Stored records
- - - - -

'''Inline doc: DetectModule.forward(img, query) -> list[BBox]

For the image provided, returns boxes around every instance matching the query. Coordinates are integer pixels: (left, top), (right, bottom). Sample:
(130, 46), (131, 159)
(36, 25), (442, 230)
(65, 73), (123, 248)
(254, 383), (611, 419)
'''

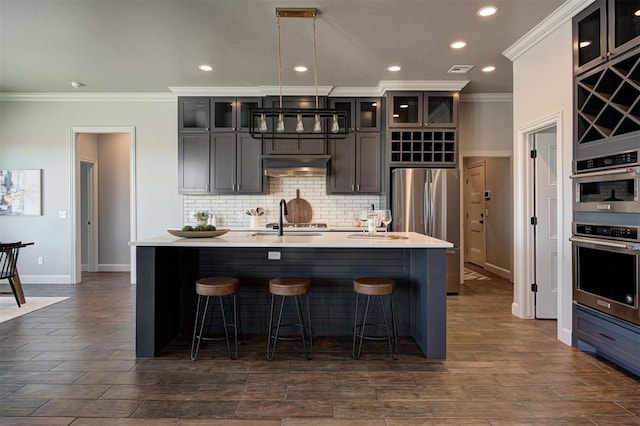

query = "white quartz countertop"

- - - - -

▸ Work instructions
Reproduce these lines word for word, leaving out the pictures.

▸ Correct result
'''Inline doc: DetectModule.forward(img, query) -> list[BBox]

For the image provided, returns boxes around every instance matching the query. Coordinates are integer pixels: (left, top), (right, bottom). Sample:
(130, 46), (131, 159)
(36, 25), (442, 230)
(65, 73), (123, 248)
(254, 383), (611, 419)
'''


query = "white quartz countertop"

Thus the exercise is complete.